▶ Source document:
┌──

Dine on the terrace and expect typical Umbrian cuisine. It’s all created in the traditional way, including the homemade pasta. But it’s all about the Panna Cotta Fantasia. So, eat the dessert first. Life is short and unpredictable.
Sleep in Umbria:
Borgo dei Conti in Montepetriolo (a few kilometers from Perugia), has a long driveway that leads to the elegant resort.
This historic 50-room hotel, part of the Relais & Chateaux group, is widespread and set in a 20-hectare ancient pine forest. Inside the Italian Middle Ages and subsequent eras have left an indelible mark, yet sits comfortably alongside 21st century mod cons.
In addition to the superb setting and accommodations is another restaurant (which overlooks the infinity pool), a jacuzzi, Technogym machines, two saunas, a Turkish bath, and the two emotional chrome showers.
Dining on the terrace under giant pines, is heavenly. Expect waves of gourmet delight.
Arts & Crafts of Umbria
The village of Bevagna is a member of the Most Beautiful Towns of Italy club for its environmental, cultural and artistic heritage. The town, whose medieval urban layout remains intact, is surrounded by ancient walls, with towers and gates.
The Cultural Circuit of Bevagna’s Medieval Crafts is fascinating. Here masters of the art and expert craftsmen demonstrate the medieval crafts, using ancient production methods in creating of cotton paper derived from rags, beeswax candles dissolved in boilers then twisted into a ‘duplero’, medieval painting techniques, and silk fabrics from breeding silkworms used in weaving the precious thread on 15th century looms.
Dining in Bevagna
There is only one true way to get to know a region’s food, and that’s to go there, and eat the food among the people who consume it every day.
That way it’s seasoned with a sense of the place, the landscape, the culture, and traditions. And this is what you’ll find at Le Barbatelle, an intimate two-level restaurant with outdoor tables all year round.
On the menu are only the best local, artisanal, and seasonal produce of the area, paired with natural and organic wines.
Iconic American chef, Jennifer McIlvaine brings something else to the plate besides food – her own formula is about the art, the music, the place, the ingredients.
It’s the whole concept behind her food that makes it far more interesting. And it’s all made with centuries of traditional ingredients but used in a different way. Taking memories of food and interpreting them in a modern way.
The fairy-tale village of Scheggino
The next stop is Scheggino, a 13th century triangular-shaped hillside village, with around 450 inhabitants.
To me, Scheggino is the prettiest village in all of Italy. I walked the narrow medieval cobbled streets and climbed the many steps, agog at such a concentration of fairy-tale perfection.
It’s surrounded by nature, and at every corner is a view more splendid than the last. I never once saw a home (each perfectly preserved) I wouldn’t want to live in, or a view I wouldn’t want to call my own.
It is hard to accept that it’s real, and people come home to these stone houses every night, and walk their dogs here, going through life thinking that this is the way of the world.
Dining at Borgo 209
At the foot on Scheggino is Borgo 209. Think central heating for the soul, rustic staples, full of honesty and freshness, laced with shavings of truffles. It’s the farm to fork gift of nature.

└──

▶ Work to be completed:
In one to three sentences, explain why the Umbria travel piece advises eating the dessert first at the terrace restaurant.

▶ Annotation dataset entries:
┌──

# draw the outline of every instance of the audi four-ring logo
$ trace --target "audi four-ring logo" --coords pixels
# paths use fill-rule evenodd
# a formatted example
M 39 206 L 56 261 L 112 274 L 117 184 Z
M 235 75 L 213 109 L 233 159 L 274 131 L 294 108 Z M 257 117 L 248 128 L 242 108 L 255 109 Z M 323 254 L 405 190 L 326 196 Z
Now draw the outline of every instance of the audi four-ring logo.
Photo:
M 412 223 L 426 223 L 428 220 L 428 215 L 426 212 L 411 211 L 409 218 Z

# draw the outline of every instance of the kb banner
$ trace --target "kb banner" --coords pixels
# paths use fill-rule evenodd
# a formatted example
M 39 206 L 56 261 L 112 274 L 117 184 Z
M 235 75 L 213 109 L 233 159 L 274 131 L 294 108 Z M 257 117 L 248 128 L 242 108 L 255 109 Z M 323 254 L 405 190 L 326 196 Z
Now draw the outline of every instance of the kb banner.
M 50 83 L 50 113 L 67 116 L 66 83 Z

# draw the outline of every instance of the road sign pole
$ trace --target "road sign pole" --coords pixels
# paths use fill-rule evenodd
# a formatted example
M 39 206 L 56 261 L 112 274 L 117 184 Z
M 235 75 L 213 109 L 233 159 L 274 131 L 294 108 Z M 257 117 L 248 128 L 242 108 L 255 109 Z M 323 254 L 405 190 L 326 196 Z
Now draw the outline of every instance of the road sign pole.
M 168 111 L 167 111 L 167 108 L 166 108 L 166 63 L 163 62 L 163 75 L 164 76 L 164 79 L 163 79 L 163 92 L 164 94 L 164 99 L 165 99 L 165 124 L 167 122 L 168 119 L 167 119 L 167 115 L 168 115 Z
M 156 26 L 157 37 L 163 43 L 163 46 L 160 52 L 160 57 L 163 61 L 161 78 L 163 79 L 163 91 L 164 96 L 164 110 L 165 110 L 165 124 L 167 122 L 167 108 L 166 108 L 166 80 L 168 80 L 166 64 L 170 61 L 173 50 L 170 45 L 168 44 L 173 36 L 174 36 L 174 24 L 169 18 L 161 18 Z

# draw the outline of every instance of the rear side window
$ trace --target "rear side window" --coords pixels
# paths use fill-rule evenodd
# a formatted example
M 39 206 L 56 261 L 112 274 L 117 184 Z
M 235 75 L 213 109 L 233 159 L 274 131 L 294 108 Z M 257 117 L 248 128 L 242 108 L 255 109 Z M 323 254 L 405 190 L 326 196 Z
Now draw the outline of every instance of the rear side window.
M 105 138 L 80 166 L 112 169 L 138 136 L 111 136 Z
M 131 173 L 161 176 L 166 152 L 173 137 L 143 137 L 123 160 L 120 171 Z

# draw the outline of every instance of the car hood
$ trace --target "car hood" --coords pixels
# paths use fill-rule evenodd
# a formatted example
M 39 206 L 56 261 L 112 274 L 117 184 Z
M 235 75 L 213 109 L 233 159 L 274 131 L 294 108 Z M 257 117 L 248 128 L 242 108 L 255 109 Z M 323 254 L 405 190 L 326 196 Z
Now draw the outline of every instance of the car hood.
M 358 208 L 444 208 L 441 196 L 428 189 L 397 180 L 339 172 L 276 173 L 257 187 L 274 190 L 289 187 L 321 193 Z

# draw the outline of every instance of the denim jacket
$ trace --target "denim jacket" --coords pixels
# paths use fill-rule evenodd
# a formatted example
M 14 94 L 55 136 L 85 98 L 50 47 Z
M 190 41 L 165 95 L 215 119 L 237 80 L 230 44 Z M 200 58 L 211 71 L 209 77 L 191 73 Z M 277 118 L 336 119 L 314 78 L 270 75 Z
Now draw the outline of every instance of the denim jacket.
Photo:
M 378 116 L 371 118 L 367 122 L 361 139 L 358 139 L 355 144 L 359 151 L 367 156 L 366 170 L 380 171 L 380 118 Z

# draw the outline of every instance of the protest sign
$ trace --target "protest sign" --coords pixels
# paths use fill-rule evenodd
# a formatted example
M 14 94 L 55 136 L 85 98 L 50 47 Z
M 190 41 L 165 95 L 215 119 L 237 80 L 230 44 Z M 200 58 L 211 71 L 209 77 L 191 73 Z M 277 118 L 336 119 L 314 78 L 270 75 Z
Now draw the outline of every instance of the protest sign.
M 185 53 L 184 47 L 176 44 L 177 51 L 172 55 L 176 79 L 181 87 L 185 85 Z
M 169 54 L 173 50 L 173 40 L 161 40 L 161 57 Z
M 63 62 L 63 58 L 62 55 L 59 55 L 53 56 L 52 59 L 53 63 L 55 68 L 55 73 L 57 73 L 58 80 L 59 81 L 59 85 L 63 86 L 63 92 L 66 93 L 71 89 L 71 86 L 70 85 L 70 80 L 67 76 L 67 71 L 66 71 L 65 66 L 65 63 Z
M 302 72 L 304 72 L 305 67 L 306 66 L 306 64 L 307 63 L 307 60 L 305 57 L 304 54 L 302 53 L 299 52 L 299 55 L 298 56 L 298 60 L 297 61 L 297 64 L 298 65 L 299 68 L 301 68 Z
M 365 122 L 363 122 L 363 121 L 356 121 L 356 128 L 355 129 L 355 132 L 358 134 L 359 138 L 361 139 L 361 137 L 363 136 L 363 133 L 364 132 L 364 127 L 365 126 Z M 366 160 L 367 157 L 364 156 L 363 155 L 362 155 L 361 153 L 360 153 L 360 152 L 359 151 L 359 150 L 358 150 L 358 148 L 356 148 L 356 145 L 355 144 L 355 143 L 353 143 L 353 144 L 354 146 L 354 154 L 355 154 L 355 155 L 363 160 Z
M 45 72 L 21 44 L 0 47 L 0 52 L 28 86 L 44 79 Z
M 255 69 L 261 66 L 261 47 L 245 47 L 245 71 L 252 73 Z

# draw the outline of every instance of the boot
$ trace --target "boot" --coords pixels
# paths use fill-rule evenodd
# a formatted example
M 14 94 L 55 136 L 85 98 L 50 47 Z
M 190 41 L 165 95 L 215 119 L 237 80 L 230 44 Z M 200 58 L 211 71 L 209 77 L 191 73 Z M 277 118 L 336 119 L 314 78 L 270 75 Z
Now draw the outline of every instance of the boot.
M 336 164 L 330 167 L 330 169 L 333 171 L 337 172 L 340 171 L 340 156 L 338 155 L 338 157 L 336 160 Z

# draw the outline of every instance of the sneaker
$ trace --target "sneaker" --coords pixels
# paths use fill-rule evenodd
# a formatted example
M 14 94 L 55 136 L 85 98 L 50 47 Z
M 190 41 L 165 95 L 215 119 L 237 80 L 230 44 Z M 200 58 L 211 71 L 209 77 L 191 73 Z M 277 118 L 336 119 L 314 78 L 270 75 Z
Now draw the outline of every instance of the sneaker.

└──

▶ Written answer:
The piece says the meal there is "all about the Panna Cotta Fantasia," so the dessert is the highlight. It gives its reason for eating it first as "Life is short and unpredictable."